課題一覧:
[1] 本文抜粋によると、最近若手が始めたチャレンジはどのようなものですか。
[2] 本文抜粋のうち、「また、僕の働き方がお店にとっ」と「いう生き方が苦手で(苦笑)。」の間の部分を、両端の語句も含めて一字も変えずに書き出してください。

本文抜粋:
----

そうですね。そもそも僕は独立志向がなく、生涯現場で技術を追求したい職人タイプ。年齢を重ねてもその理想を叶えられる、SALON77との出会いは本当にラッキーでした。
また、僕の働き方がお店にとって1つの成功事例になったのも嬉しい結果です。最近、若手が僕と同じように、東京と札幌2拠点でのサロンワークへチャレンジを始めたんですよ。これからも、恩義ある会社のさらなる価値向上に向けて、自分なりの方法で貢献していきたいです。
――kintaさんが将来目指す姿はありますか?
世間でいういわゆる「成功者」の人たちって、将来なりたい理想の自分を明確にし、それに向かって逆算して行動する…なんてお話をよくされますよね。でも僕は、先々の目標を立ててゴールを目指すという生き方が苦手で(苦笑)。

----

提供された行:
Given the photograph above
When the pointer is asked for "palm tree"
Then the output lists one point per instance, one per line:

----

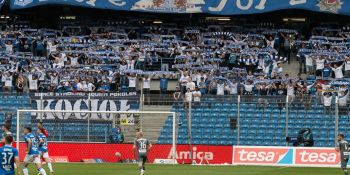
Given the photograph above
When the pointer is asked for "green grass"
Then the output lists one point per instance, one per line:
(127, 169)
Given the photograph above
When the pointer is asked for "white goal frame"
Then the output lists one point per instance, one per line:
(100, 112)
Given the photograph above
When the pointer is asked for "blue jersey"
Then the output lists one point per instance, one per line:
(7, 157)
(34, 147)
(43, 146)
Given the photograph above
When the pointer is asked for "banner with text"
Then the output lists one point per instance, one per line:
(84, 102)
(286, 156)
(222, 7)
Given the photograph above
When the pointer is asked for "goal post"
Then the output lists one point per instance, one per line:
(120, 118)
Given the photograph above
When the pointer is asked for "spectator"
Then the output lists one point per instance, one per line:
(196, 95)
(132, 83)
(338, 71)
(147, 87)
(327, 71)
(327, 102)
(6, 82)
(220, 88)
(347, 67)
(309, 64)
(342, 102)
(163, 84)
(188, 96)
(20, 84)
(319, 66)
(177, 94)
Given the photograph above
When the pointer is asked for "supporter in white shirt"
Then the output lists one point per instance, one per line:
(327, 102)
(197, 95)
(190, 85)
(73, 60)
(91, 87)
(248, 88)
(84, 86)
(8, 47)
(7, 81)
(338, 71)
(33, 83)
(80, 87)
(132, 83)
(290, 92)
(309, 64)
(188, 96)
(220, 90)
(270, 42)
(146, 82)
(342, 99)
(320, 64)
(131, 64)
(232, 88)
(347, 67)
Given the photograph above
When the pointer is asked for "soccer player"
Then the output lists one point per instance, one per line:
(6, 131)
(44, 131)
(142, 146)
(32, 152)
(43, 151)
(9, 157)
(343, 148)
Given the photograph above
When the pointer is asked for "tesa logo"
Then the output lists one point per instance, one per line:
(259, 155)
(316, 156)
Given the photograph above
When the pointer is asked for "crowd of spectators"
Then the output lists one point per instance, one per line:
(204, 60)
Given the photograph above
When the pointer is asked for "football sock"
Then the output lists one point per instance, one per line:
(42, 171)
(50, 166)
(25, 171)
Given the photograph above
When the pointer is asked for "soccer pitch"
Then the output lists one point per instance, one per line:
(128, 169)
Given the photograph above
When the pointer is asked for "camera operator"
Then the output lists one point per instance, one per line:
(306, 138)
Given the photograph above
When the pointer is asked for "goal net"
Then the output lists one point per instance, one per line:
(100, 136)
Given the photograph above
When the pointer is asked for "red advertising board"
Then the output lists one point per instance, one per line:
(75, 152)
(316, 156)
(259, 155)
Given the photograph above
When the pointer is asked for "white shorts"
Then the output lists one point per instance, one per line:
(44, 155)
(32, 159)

----

各課題の解答:
[1] 東京と札幌の2拠点でのサロンワークへのチャレンジです。

[2]
また、僕の働き方がお店にとって1つの成功事例になったのも嬉しい結果です。最近、若手が僕と同じように、東京と札幌2拠点でのサロンワークへチャレンジを始めたんですよ。これからも、恩義ある会社のさらなる価値向上に向けて、自分なりの方法で貢献していきたいです。
――kintaさんが将来目指す姿はありますか?
世間でいういわゆる「成功者」の人たちって、将来なりたい理想の自分を明確にし、それに向かって逆算して行動する…なんてお話をよくされますよね。でも僕は、先々の目標を立ててゴールを目指すという生き方が苦手で(苦笑)。